DOCUMENT PASSAGE:
* Begin *

- I lived 33 of my life in Seattle - I know sprinkles, rain and more rain.
- I lived another 9 yrs in TN/KY area - and I know and Dog Day Summer rains
- I have lived in Vegas since 2004, I have seen MONSOON'S
....but I have not run in those rains. The most I have done is 1 hour in a WARM rain.
I am days away from the LA Full, my first Full Marathon experience. We all know the stories of last year's weather fiasco. The worst rain in Orange County in 80 years.
This year, there is rain in the forecast. 50% chance of rain with temps in the 50's. 50 degrees I can handle. No problem. But with rain? That might be an issue.
Last night, the people at LA Marathon sent out another email giving racers advise on how to tackle the weather. No RD is perfect, for LA's communication to the racers has been stellar. There has not been a stone they have left unturned to ensure we have all the information we need to prepare.
Here are the tips that LA recommends for running in the rain:
1) Use a Garbage Bag:
Make a dress out of a big trash bag by cutting armholes and a neck hole. You can wear it to stay dry while you're waiting in the starting area. You can take it off and throw it to the side once you get moving.
2) Wear a Hat With a Brim:
It will keep the rain off your face, which makes a huge difference to your comfort level.
3) Prevent Chafing:
Spread Body Glide or Vaseline on parts of your body where you would normally chafe or get blisters -- such as your feet, inner thighs, underarms, sports bra lines (women), and nipples (men).
4) Don't overdress:
This is one of the biggest mistakes runners make when preparing for a race in the rain. If you're wearing lots of layers, you won't stay dry -- you'll just be wearing more wet, heavy clothes. Dress for the temperature, just as if it wasn't raining.

* End *

TASK DATA:

* Begin *

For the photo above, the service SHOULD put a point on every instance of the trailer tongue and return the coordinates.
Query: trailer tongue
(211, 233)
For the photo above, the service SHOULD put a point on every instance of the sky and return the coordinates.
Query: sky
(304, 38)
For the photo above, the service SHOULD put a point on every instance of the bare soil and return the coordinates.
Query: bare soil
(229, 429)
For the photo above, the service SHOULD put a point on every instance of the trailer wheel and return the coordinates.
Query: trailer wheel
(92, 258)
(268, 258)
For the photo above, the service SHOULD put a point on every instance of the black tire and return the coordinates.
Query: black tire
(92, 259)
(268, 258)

* End *
* Begin *

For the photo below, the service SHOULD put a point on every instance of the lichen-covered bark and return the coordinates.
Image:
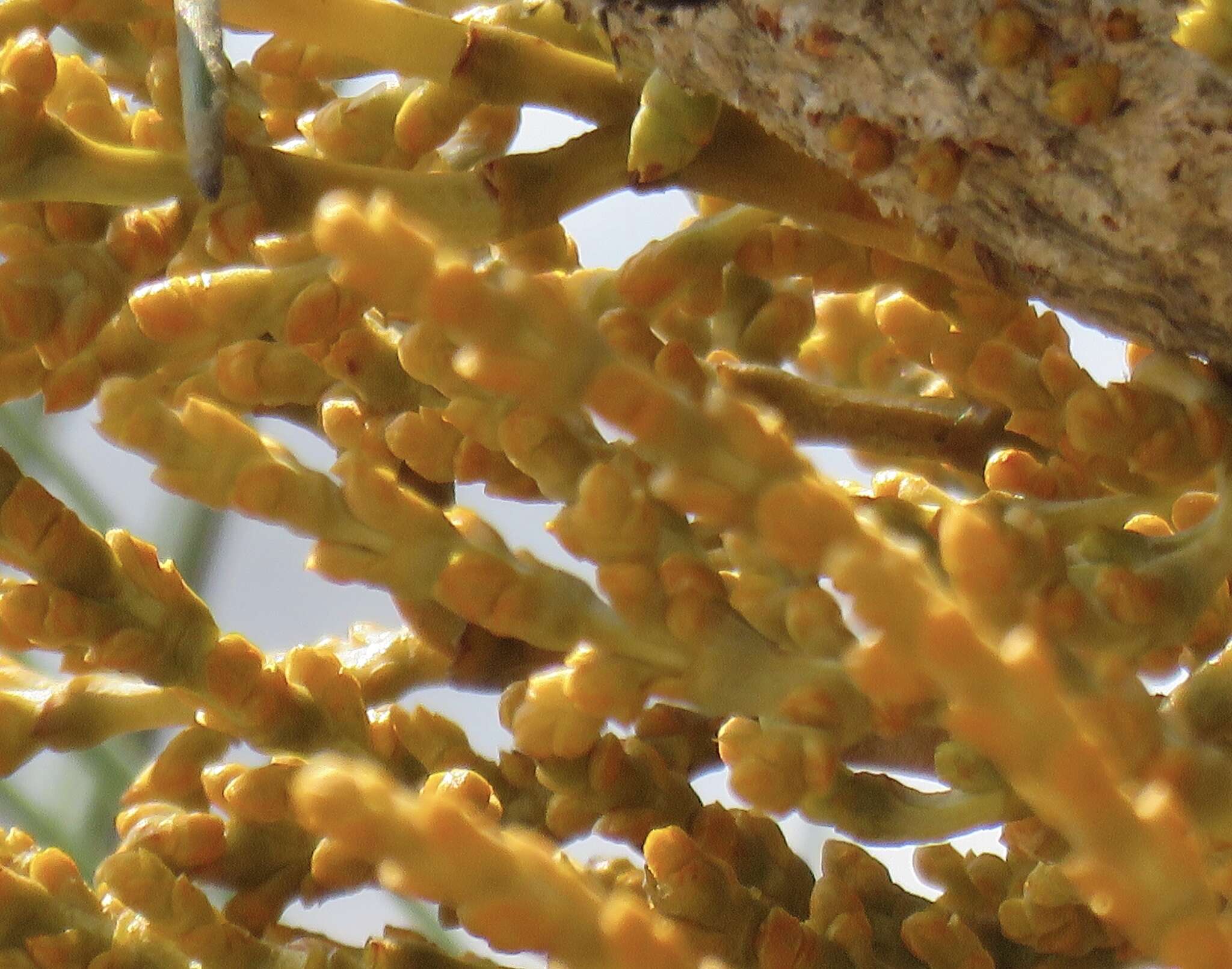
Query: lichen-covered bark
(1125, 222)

* End *
* Begin *

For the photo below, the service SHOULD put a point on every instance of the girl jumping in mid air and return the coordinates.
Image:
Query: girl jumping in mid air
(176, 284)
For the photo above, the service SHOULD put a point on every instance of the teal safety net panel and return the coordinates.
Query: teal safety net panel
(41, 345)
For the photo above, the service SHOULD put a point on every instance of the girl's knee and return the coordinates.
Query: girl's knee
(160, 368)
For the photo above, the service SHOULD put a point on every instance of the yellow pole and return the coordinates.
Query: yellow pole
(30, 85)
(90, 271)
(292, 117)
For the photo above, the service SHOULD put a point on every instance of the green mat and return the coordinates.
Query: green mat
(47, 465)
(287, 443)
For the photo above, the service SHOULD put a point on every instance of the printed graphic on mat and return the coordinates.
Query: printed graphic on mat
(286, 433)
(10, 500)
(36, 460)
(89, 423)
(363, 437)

* End *

TASKS AND EXERCISES:
**1)** Could you repeat word for word the part of the rain-running post that runs from "I am days away" down to "in 80 years."?
**2)** Can you turn the rows from the line containing "bark and return the coordinates." down to the line containing "(1125, 222)", both included, into a JSON list of strings with one string per line? Skip blank lines and leave out any picture.

OUTPUTS:
**1)**
I am days away from the LA Full, my first Full Marathon experience. We all know the stories of last year's weather fiasco. The worst rain in Orange County in 80 years.

**2)**
[
  "For the photo below, the service SHOULD put a point on every instance of the lichen-covered bark and return the coordinates.",
  "Image:",
  "Query: lichen-covered bark",
  "(1125, 222)"
]